Task statement
Count the lines in the entries below that contain the string "fence". Reply with the number alone.

Dataset entries
-----
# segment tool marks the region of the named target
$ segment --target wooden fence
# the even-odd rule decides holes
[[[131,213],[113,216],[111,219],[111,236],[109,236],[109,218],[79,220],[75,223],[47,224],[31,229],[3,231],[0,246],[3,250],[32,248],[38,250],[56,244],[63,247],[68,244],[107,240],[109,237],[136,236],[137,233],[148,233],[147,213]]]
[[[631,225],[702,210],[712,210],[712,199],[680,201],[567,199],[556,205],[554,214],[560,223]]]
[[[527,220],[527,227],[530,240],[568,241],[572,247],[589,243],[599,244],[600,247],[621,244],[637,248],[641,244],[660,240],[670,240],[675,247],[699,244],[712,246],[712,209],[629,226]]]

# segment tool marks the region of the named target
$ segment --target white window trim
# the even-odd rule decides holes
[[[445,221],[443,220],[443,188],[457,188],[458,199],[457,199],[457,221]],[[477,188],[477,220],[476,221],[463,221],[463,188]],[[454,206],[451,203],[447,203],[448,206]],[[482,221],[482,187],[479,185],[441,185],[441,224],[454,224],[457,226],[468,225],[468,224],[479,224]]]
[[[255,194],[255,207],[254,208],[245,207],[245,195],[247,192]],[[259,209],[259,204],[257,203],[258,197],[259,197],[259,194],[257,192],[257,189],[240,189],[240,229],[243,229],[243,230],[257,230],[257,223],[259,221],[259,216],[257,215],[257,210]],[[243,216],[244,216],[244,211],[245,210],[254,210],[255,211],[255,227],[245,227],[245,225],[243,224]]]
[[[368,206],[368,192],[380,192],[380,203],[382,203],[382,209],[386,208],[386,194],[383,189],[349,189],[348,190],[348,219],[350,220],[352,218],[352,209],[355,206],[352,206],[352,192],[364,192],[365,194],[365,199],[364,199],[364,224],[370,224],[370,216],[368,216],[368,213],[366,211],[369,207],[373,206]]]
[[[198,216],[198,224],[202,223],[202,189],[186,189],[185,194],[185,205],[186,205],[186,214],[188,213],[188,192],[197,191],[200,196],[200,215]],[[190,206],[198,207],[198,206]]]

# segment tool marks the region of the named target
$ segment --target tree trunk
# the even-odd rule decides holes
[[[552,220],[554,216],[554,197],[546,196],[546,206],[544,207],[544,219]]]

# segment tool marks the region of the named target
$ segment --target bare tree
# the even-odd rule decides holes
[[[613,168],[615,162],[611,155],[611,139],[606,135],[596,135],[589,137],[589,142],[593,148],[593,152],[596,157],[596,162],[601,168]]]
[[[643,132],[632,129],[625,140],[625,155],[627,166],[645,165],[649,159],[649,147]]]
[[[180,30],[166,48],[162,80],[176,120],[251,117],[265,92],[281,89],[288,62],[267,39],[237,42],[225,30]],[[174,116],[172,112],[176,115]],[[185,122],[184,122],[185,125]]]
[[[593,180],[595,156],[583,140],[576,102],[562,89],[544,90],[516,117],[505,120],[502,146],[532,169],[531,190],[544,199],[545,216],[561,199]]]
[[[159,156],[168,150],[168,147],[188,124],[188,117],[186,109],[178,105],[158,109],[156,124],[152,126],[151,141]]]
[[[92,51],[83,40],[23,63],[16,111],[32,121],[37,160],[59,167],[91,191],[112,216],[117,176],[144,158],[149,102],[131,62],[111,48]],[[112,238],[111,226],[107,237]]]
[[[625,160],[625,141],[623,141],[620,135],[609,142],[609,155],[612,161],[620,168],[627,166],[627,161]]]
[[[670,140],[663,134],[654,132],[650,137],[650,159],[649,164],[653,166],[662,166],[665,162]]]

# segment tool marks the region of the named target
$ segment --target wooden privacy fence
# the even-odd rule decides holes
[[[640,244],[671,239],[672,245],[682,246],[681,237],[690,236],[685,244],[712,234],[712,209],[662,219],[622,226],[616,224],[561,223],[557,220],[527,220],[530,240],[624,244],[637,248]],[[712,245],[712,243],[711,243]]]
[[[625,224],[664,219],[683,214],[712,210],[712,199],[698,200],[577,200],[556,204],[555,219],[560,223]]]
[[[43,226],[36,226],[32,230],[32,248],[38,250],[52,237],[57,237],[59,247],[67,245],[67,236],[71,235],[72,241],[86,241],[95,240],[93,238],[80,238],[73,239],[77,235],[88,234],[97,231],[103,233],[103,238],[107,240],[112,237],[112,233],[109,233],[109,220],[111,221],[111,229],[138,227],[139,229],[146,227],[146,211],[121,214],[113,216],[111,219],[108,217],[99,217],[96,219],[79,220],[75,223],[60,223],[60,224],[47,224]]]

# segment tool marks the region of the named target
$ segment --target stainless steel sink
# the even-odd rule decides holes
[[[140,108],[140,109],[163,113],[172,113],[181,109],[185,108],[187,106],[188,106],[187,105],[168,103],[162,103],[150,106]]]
-----
Answer to the problem
2